[EXERCISE DETAILS] Output the records. Match them exactly.

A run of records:
══════════

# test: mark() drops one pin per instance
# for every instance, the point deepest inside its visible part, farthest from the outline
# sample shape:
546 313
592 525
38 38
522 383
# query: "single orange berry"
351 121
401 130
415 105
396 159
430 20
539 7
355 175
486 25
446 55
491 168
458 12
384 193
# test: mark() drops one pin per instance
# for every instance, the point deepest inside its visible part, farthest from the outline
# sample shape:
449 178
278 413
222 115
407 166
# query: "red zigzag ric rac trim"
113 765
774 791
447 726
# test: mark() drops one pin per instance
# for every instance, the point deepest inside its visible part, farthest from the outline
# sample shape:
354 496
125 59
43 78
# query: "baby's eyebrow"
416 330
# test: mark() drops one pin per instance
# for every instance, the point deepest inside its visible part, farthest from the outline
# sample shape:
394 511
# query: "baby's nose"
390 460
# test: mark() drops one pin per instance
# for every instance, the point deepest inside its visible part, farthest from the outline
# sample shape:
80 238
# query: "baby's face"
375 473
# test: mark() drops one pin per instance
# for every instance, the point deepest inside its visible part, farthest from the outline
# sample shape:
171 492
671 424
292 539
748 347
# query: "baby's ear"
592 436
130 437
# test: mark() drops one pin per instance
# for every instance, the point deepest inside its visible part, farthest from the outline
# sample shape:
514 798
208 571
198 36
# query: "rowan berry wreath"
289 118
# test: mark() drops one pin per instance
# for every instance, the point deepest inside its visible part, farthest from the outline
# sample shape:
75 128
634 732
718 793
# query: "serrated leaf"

══════════

[ANSWER TO THE EXERCISE]
# test: mark() drops one pin per instance
# for every instance, the point deepest inside its visible part, farthest from the outline
# sample shape:
546 313
592 525
38 38
522 383
# query: "single orange berry"
351 121
401 130
415 105
396 159
430 20
539 7
355 175
486 25
446 55
491 168
458 12
384 193
# test: mark() drops one pin per instance
# for every instance, the point deepest inside its visible part, farthest from the outline
# sample shape:
449 178
278 413
222 115
407 166
# query: "red zigzag ric rac trim"
113 765
774 791
447 726
# test: mark() drops one pin per instance
# for every instance, the point deepest inside its visible part, farthest from the outline
# sample shape:
354 496
125 59
43 78
# query: "baby's eyebrow"
416 330
# test: mark() drops one pin per instance
# for every instance, the point deepest inside its visible part, farthest from the outline
# sample shape:
394 511
# query: "baby's nose"
390 460
# test: mark() drops one pin per instance
# for every instance, the point deepest inside its visible part, farthest from the outline
# sample shape:
80 238
# query: "baby's face"
375 473
# test: mark() drops one pin per instance
# for every instance, the point deepest inside its visible part, farthest from the outline
# sample shape:
171 492
671 424
292 539
748 347
# query: "baby's ear"
592 436
130 437
# test: mark() drops one pin per instance
# for every instance, the point deepest inside its visible part, farthest from the outline
# sample shape:
514 798
208 571
198 36
# query: "rowan berry wreath"
289 118
# test: mark() drops one pin per instance
# for every instance, the point deepest inside its visible part, farthest from the outline
# sample shape:
75 128
634 732
718 793
# query: "serrated leaf"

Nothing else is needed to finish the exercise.